Task objective:
Write out the listing below, from the line containing "post in the photo below." down to the line containing "x=238, y=66", with both of those lines included. Leave the pictures out of your answer.

[Labeled-object pointing entries]
.....
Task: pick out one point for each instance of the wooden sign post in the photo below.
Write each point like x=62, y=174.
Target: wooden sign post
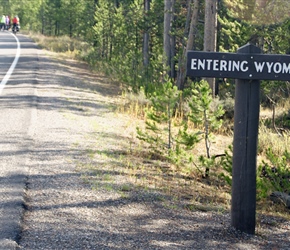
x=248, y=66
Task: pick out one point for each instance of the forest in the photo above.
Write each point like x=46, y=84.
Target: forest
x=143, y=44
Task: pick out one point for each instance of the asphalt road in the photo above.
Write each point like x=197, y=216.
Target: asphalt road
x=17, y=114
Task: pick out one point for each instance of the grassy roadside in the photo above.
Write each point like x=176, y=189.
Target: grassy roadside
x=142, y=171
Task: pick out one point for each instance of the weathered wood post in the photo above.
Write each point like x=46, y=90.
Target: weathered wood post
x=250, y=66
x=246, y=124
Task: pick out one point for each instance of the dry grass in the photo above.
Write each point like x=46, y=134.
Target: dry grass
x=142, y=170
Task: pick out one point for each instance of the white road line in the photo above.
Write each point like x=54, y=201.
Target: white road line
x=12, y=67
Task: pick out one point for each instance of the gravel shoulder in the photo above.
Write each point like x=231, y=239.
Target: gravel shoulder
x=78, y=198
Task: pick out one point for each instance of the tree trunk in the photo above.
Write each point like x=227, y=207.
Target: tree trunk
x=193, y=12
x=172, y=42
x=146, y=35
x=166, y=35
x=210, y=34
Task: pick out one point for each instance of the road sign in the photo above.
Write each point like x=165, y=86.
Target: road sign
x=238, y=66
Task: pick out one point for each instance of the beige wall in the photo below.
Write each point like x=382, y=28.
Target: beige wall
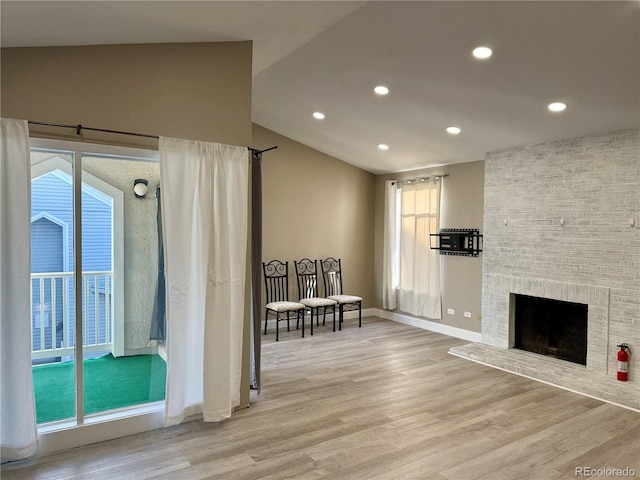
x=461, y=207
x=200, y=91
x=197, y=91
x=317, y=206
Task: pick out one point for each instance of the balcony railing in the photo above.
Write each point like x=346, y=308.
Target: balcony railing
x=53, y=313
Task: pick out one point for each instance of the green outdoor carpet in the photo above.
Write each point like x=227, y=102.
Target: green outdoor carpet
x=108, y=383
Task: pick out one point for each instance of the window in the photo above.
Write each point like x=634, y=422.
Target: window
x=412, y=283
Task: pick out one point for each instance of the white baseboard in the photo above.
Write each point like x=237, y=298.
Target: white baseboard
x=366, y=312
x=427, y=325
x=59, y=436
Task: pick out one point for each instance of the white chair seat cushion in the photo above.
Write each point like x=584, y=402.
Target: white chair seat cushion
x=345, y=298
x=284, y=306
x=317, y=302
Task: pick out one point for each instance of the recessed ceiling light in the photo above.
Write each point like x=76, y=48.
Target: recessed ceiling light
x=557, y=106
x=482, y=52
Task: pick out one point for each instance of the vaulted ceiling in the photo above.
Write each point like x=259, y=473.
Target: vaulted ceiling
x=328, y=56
.....
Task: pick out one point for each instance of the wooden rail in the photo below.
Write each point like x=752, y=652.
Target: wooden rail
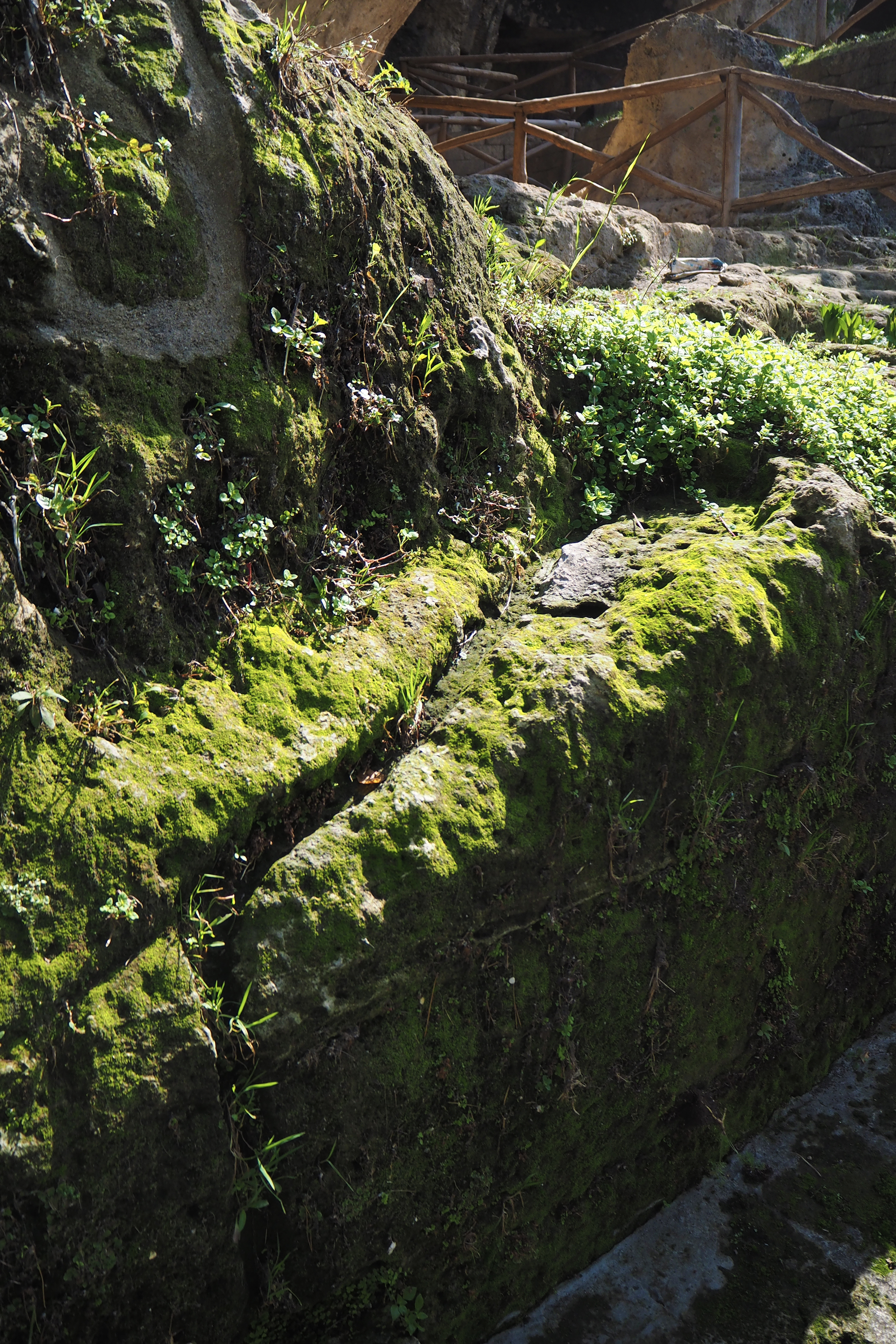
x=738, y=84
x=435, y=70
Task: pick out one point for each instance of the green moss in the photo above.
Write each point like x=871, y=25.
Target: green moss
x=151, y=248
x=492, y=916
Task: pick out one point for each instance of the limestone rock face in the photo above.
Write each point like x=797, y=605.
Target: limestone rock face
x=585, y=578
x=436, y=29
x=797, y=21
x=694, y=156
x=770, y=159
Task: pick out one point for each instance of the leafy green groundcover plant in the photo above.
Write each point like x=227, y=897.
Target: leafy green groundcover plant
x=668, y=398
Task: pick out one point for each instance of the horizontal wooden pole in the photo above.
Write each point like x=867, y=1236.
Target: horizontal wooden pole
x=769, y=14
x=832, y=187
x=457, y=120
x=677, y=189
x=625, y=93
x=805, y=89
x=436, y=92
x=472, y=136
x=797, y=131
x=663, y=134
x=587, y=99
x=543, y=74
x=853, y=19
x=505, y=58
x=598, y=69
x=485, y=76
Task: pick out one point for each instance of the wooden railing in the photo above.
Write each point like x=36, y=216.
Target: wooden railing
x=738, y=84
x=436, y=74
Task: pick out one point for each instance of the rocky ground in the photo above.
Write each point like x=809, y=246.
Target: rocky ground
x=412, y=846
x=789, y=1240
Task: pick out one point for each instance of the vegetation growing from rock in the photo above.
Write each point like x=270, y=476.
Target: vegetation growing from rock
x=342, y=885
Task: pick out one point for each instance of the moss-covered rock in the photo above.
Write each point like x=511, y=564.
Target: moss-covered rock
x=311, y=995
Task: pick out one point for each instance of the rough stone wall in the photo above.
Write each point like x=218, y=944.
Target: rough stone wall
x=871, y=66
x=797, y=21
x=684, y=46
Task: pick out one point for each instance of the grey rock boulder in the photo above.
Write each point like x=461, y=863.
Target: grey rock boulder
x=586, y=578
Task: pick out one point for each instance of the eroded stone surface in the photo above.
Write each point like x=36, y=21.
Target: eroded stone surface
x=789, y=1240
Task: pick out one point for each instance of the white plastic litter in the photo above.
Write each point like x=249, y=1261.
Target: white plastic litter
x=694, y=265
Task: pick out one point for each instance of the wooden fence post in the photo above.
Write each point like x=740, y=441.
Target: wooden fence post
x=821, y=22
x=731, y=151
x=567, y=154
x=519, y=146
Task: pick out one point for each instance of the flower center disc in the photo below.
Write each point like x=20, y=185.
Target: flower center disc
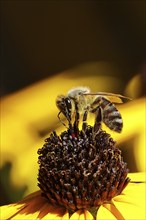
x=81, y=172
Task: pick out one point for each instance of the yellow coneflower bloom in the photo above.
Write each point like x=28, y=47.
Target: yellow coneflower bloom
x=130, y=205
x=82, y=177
.....
Reply:
Task: pick out one point for each instance of the wooden sign post in the photo below.
Write each point like x=62, y=174.
Target: wooden sign post
x=248, y=66
Task: pick out one point for each instance of the forest in the photo above.
Write each point like x=46, y=84.
Target: forest
x=143, y=44
Task: pick out one point for each instance of the asphalt road in the photo above.
Write each point like x=197, y=216.
Target: asphalt road
x=17, y=114
Task: pick out one point for each instance of the grassy roadside in the photo above.
Write each point like x=176, y=189.
Target: grassy roadside
x=142, y=171
Task: pick out one point for each instance of the weathered wood post in the photo above.
Write each point like x=46, y=90.
Target: weathered wood post
x=250, y=66
x=246, y=124
Task: pick out one point for each instance of the dry grass in the photo above.
Write each point like x=46, y=134.
Target: dry grass
x=142, y=170
Task: pick out one point for each instance of the white road line in the photo above.
Write each point like x=54, y=201.
Target: white road line
x=12, y=67
Task: pick out one point for each instance of the gravel shoulder in the photo above.
Write each point like x=231, y=239.
Target: gravel shoulder
x=78, y=198
Task: pick out one point for each instance of the tree trunk in the photo above.
Write each point like x=227, y=207.
Target: tree trunk
x=193, y=12
x=172, y=42
x=146, y=35
x=166, y=35
x=210, y=34
Task: pick out one point for each instance of the road sign in the photo above.
Write each point like x=165, y=86.
Target: road sign
x=238, y=66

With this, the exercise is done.